_Instructions to follow_
Lay out the lines below as a Markdown table with the columns Row and Entry, skipping blank lines. Begin at the line that has "of the **red" and continue through the last line of the records.

_Input data_
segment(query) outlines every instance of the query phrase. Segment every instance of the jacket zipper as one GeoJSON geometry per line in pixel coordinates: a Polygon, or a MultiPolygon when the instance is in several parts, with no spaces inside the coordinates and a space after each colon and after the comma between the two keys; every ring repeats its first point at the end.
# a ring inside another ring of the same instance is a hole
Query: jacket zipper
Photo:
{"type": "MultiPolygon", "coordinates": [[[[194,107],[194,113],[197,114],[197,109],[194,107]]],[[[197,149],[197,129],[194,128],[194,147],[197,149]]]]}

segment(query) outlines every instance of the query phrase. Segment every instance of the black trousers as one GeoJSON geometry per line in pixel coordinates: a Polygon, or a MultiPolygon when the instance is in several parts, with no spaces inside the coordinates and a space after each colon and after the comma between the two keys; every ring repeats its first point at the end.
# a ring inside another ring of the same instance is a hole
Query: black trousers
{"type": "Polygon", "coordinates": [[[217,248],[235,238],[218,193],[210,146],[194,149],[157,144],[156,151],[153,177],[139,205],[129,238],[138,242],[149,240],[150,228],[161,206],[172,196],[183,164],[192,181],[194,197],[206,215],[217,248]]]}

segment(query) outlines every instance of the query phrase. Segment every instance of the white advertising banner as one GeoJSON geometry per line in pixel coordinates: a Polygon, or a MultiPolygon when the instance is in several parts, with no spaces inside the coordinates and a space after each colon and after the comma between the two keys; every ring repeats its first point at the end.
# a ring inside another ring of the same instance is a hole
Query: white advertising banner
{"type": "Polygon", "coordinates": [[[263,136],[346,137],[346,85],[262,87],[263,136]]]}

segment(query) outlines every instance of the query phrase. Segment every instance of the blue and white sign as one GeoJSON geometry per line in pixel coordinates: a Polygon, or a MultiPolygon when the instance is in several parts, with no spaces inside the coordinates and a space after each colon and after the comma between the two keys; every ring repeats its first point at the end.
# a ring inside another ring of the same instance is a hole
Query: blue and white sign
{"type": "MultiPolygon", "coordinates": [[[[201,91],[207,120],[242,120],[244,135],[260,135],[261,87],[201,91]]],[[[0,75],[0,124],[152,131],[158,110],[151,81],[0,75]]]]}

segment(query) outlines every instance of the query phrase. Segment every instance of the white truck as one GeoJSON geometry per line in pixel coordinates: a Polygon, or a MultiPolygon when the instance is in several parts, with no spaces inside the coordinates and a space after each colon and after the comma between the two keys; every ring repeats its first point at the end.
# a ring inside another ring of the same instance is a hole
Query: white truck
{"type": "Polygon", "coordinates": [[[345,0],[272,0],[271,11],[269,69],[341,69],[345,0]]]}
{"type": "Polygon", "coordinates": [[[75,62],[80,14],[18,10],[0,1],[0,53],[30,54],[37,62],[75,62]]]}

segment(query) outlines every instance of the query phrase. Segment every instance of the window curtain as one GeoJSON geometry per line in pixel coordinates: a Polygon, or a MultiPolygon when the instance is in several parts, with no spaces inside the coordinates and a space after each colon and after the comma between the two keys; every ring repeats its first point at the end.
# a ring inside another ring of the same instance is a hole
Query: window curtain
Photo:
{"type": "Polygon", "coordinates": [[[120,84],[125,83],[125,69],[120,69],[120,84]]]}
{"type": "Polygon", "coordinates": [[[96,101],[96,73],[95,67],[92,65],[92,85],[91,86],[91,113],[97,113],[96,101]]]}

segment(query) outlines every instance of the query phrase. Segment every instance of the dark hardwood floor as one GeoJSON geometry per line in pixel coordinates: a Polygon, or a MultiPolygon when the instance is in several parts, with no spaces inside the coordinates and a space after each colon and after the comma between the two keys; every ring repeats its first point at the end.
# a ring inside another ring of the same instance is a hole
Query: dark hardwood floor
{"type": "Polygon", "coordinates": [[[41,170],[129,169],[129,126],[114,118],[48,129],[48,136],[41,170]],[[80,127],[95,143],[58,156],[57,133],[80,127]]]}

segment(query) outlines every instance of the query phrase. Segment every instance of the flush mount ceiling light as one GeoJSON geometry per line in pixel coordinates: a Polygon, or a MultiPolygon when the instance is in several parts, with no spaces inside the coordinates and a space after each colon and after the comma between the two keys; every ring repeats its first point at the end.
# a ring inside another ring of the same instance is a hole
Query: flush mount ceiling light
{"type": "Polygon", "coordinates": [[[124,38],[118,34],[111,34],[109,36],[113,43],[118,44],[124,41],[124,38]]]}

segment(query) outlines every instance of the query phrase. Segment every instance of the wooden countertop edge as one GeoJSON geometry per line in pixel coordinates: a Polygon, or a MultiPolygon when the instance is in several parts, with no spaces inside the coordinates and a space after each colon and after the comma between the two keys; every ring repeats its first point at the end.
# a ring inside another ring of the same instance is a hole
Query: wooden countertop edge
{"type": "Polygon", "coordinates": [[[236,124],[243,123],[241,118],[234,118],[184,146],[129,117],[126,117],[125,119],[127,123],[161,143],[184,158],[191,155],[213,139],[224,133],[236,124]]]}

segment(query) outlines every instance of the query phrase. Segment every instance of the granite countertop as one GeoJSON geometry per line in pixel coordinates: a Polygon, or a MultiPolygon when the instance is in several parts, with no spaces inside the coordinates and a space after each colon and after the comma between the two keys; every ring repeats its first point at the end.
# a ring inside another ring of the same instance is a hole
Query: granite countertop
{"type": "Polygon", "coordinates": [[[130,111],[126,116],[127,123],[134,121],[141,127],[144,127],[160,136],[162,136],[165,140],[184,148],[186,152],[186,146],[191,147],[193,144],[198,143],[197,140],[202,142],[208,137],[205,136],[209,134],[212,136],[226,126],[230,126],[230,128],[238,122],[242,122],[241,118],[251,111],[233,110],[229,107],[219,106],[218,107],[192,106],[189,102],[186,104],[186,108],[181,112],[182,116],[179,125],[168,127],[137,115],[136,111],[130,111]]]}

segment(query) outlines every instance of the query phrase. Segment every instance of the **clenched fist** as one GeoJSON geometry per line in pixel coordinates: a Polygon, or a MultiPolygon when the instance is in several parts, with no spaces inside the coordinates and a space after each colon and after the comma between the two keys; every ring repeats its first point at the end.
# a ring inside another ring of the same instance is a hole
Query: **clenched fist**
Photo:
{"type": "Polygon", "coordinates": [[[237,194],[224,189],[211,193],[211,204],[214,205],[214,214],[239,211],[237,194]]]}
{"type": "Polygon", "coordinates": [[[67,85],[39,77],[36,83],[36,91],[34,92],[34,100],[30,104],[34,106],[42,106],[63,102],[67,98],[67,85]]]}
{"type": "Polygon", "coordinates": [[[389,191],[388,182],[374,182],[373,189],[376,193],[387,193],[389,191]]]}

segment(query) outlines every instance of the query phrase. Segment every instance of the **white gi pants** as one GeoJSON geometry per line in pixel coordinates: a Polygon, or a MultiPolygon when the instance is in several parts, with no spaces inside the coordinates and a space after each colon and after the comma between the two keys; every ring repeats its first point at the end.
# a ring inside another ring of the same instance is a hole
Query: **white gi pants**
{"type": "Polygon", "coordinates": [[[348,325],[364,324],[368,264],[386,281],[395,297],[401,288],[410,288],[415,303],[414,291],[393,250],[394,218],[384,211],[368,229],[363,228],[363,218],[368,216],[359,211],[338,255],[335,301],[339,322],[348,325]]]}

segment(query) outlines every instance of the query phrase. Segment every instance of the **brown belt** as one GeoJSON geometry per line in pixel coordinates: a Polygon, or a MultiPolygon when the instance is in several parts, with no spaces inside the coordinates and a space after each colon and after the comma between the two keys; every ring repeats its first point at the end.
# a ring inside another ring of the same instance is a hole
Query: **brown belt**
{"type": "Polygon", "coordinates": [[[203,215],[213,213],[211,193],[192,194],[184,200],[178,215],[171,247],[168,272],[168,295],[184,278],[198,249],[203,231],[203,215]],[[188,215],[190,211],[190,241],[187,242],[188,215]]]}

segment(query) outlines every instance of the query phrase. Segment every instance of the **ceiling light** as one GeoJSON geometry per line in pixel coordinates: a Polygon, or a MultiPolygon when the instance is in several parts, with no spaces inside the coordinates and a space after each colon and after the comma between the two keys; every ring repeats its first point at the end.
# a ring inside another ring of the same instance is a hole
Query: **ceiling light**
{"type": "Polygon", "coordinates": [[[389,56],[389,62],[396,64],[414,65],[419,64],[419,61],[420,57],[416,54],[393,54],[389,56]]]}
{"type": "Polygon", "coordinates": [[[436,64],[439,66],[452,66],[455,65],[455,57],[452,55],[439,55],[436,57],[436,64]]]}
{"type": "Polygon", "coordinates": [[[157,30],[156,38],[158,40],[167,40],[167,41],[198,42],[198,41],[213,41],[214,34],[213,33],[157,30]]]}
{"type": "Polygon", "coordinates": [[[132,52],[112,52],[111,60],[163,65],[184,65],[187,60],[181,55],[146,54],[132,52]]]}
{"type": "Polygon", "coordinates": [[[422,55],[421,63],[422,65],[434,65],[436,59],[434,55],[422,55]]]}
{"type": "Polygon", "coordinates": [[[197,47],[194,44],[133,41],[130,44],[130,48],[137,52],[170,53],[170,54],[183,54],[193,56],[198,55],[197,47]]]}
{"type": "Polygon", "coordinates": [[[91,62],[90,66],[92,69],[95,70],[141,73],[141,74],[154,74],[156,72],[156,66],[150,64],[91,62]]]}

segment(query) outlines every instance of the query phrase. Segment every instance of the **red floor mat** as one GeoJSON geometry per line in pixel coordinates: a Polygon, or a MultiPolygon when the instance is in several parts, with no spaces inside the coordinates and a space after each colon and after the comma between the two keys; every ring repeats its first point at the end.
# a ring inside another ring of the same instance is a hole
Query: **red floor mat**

_Solution to the exercise_
| Row | Entry |
|---|---|
| 1 | segment(query) outlines every instance of the query phrase. Segment every instance of the **red floor mat** as one GeoJSON geometry per line in pixel coordinates: a Polygon, or a MultiPolygon when the instance is in several parts, with no spaces inside the coordinates and a space after each colon and after the comma between the two keys; every ring repeats its first point at the end. |
| 2 | # a ring inside another ring of the same instance is a hole |
| 3 | Query: **red floor mat** |